- DATA EXTRACT:

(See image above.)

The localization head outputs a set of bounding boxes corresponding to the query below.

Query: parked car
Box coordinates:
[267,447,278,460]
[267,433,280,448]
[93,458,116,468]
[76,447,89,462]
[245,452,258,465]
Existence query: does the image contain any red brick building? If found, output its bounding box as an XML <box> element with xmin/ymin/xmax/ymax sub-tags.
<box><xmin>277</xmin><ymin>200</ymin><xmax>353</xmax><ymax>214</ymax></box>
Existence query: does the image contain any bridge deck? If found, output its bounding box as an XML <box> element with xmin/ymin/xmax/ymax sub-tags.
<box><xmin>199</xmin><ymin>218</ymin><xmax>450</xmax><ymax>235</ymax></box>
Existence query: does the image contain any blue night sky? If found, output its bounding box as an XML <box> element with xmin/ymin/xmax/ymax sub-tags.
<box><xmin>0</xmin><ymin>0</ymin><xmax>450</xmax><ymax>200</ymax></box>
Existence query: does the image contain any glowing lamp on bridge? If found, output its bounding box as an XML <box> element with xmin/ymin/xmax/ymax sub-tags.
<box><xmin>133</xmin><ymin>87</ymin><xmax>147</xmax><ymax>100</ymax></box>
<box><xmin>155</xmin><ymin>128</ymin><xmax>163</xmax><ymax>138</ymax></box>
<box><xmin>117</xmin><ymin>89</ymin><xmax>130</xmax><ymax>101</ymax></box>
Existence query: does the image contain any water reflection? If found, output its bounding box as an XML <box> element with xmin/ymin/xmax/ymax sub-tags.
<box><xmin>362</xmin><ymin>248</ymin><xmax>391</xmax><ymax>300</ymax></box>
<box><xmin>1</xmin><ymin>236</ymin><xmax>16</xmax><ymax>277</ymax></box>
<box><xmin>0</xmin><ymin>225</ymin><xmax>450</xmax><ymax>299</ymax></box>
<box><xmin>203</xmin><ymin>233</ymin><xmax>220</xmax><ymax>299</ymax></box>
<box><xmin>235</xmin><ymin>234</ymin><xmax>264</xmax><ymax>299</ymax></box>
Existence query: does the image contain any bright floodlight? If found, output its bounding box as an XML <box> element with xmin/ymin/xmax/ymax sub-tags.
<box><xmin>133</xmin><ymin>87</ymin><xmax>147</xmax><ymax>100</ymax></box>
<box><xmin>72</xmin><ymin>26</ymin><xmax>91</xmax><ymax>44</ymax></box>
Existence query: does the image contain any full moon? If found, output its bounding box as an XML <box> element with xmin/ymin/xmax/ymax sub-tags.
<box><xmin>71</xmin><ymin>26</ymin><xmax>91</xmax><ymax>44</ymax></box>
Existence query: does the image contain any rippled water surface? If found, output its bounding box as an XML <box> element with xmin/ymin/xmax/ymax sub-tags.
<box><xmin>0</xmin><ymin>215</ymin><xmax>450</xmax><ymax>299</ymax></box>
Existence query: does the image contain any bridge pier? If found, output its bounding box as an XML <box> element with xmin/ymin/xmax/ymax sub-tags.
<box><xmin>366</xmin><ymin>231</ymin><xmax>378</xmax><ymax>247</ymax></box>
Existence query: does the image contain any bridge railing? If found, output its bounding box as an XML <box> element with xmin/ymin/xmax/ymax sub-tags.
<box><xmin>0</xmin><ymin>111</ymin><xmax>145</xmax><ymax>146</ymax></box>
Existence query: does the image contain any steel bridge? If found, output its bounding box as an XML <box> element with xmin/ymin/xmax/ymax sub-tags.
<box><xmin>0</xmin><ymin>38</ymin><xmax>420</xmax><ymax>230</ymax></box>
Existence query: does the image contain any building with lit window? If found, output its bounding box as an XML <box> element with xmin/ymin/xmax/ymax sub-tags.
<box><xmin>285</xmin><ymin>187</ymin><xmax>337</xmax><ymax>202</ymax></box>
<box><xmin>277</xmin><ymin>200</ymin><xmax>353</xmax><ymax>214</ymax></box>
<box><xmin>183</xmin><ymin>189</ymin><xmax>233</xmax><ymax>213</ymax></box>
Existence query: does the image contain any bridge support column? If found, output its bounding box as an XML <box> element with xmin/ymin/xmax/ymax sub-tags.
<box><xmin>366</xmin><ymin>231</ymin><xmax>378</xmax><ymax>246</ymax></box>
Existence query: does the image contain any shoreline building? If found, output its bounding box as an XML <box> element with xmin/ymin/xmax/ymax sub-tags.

- WRITTEN REQUEST:
Reproduce all of the records above, substituting "Presence query" for every occurrence of "Existence query" and leaving everything else unchanged.

- WRITTEN ANSWER:
(See image above.)

The localization head outputs a set of bounding boxes corresponding to the query below.

Query: parked car
Box coordinates:
[267,447,278,460]
[267,433,280,448]
[93,458,116,468]
[76,447,89,462]
[245,452,258,465]
Presence query: does the image contain any red brick building? If found, output its bounding box as an XML <box> element with xmin/ymin/xmax/ymax sub-tags.
<box><xmin>277</xmin><ymin>200</ymin><xmax>353</xmax><ymax>214</ymax></box>
Presence query: does the image contain any bridge deck? If found, output its bounding box as an XML <box> element with xmin/ymin/xmax/ymax sub-tags.
<box><xmin>199</xmin><ymin>218</ymin><xmax>450</xmax><ymax>235</ymax></box>
Presence query: does the image contain any blue night sky? If found, output its bounding box as an XML <box> element with xmin/ymin/xmax/ymax sub-tags.
<box><xmin>0</xmin><ymin>0</ymin><xmax>450</xmax><ymax>200</ymax></box>
Presence query: does the image contain any glowing lamp on bridge? If found, output its bounding box as an XML <box> element with xmin/ymin/xmax/ymax sub-tags.
<box><xmin>133</xmin><ymin>87</ymin><xmax>147</xmax><ymax>100</ymax></box>
<box><xmin>155</xmin><ymin>128</ymin><xmax>163</xmax><ymax>138</ymax></box>
<box><xmin>117</xmin><ymin>89</ymin><xmax>130</xmax><ymax>101</ymax></box>
Presence query: does the image contain any water reflection? If found, output its bounding box as an XML <box> element with xmin/ymin/xmax/ymax sub-tags.
<box><xmin>362</xmin><ymin>248</ymin><xmax>391</xmax><ymax>300</ymax></box>
<box><xmin>1</xmin><ymin>236</ymin><xmax>16</xmax><ymax>277</ymax></box>
<box><xmin>0</xmin><ymin>225</ymin><xmax>450</xmax><ymax>299</ymax></box>
<box><xmin>203</xmin><ymin>233</ymin><xmax>220</xmax><ymax>299</ymax></box>
<box><xmin>235</xmin><ymin>234</ymin><xmax>264</xmax><ymax>299</ymax></box>
Presence query: does the image contain any bright floodlight? If found, output its bounding box as an XML <box> element with xmin/ymin/xmax/ymax sub-tags.
<box><xmin>133</xmin><ymin>87</ymin><xmax>147</xmax><ymax>100</ymax></box>
<box><xmin>72</xmin><ymin>26</ymin><xmax>91</xmax><ymax>44</ymax></box>
Presence query: does the image contain any full moon? If found, output its bounding box as an XML <box> element with xmin/ymin/xmax/ymax sub-tags.
<box><xmin>71</xmin><ymin>26</ymin><xmax>91</xmax><ymax>44</ymax></box>
Presence query: does the image contain any rippled water surface? If found, output its bounding box as an XML <box> element with xmin/ymin/xmax/ymax sub-tags.
<box><xmin>0</xmin><ymin>215</ymin><xmax>450</xmax><ymax>299</ymax></box>
Presence query: does the image contain any bridge pier? If found, output its bounding box as an XML <box> element with xmin/ymin/xmax/ymax sub-tags.
<box><xmin>366</xmin><ymin>231</ymin><xmax>378</xmax><ymax>247</ymax></box>
Presence query: does the image contain any bridge railing? If found, output its bounding box as an XML <box> element with xmin/ymin/xmax/ymax sub-tags.
<box><xmin>0</xmin><ymin>111</ymin><xmax>145</xmax><ymax>146</ymax></box>
Presence query: does the image contain any steel bridge? If found, output its bounding box as an XML <box> element with xmin/ymin/xmax/ymax sub-tags.
<box><xmin>0</xmin><ymin>38</ymin><xmax>420</xmax><ymax>230</ymax></box>
Presence query: does the image contain any building with lit window? If found, output its bounding box as an XML <box> element with xmin/ymin/xmax/ymax sub-tags.
<box><xmin>285</xmin><ymin>187</ymin><xmax>337</xmax><ymax>202</ymax></box>
<box><xmin>277</xmin><ymin>200</ymin><xmax>353</xmax><ymax>214</ymax></box>
<box><xmin>183</xmin><ymin>189</ymin><xmax>233</xmax><ymax>213</ymax></box>
Presence query: does the image contain any bridge support column? If found, output its bounding box as an XML <box> element with xmin/ymin/xmax/ymax sub-tags.
<box><xmin>366</xmin><ymin>231</ymin><xmax>378</xmax><ymax>246</ymax></box>
Presence query: does the image contain any shoreline building? If found, output its bounding box as an XML <box> element with xmin/ymin/xmax/ymax sub-tags.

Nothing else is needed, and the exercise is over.